__Problem requirements__
Please read the passage on Harriet Beecher Stowe below and say which state's life she captured in The Pearl of Orr's Island.

## Begin Source extract

Kamilla Mammadova
8 min readMar 7, 2022


Harriet Beecher Stowe

Much of the credit for establishing American literary realism as the most important mode for women writers should go to Harriet Beecher Stowe, who is still best known as the author of Uncle Tom’s Cabin. Stowe scholars have always been divided on the issue of whether her importance in our literary history should rest largely on this sensationalistic and sentimental novel or on her contribution to the development of local color. Those who know only Uncle Tom’s Cabin may fail to recognize the impact Stowe had on Jewett, Freeman, and other New England women writers. Stowe’s ability to capture the specific qualities of Maine life in The Pearl of Orr’s Island (1862) and of Massachusetts village life in Oldtown Folks (1869) had much to do with making verisimilitude and precision of detail into literary traits to be desired and emulated. Her meticulous attention to dialect and to the small details that characterized domestic life in New England villages were important elements in her careful rendering of memorable character types. One of these characters, the genial do-nothing Sam Lawson, proved so popular that Stowe used him as the narrator for a series of tales and legends in Sam Lawson’s Old Town Fireside Stories (1872), which some critics regard as one of Stowe’s best books.

## End Source extract
## Begin Data block

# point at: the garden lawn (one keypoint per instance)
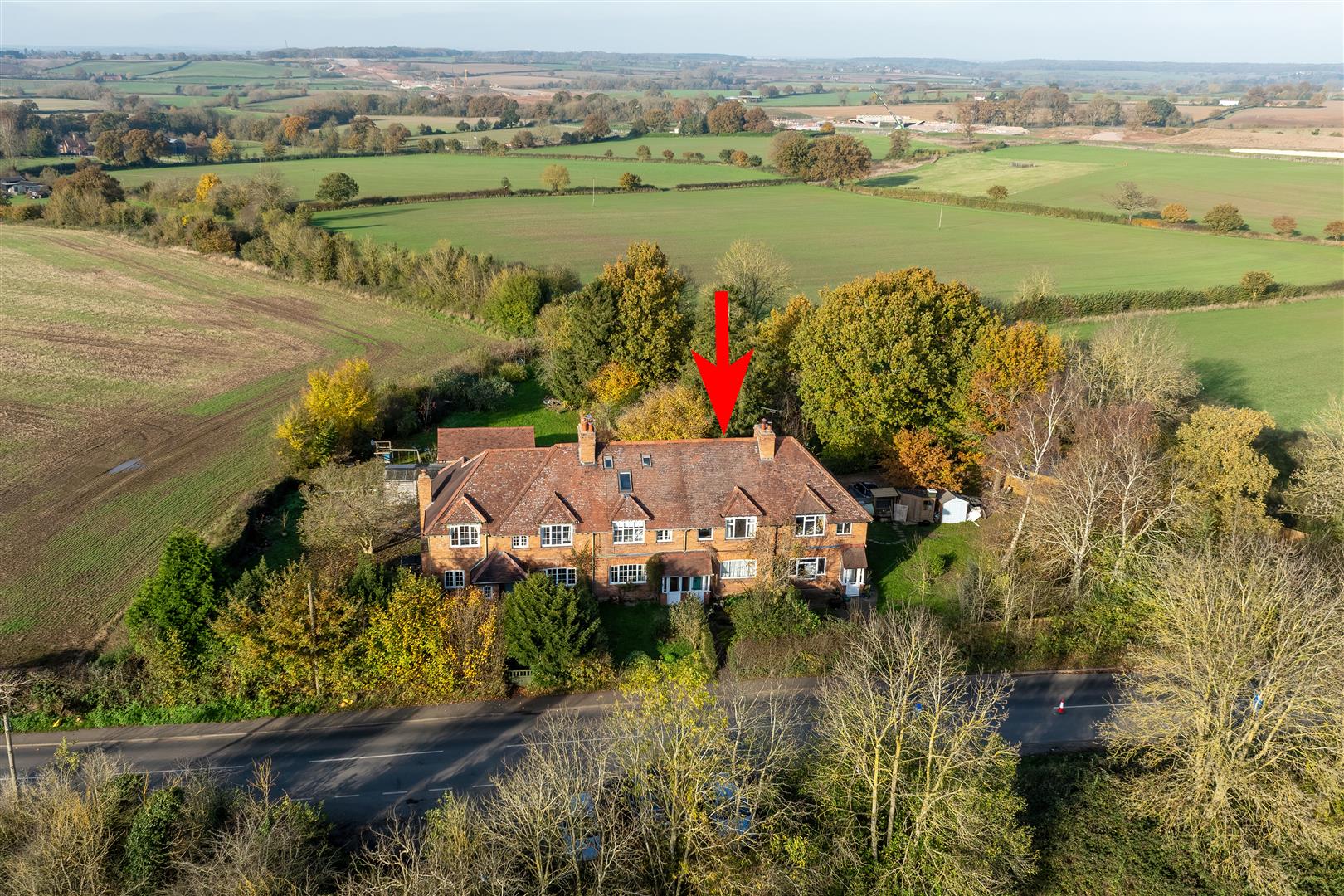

## End Data block

__Solution for this task__
Maine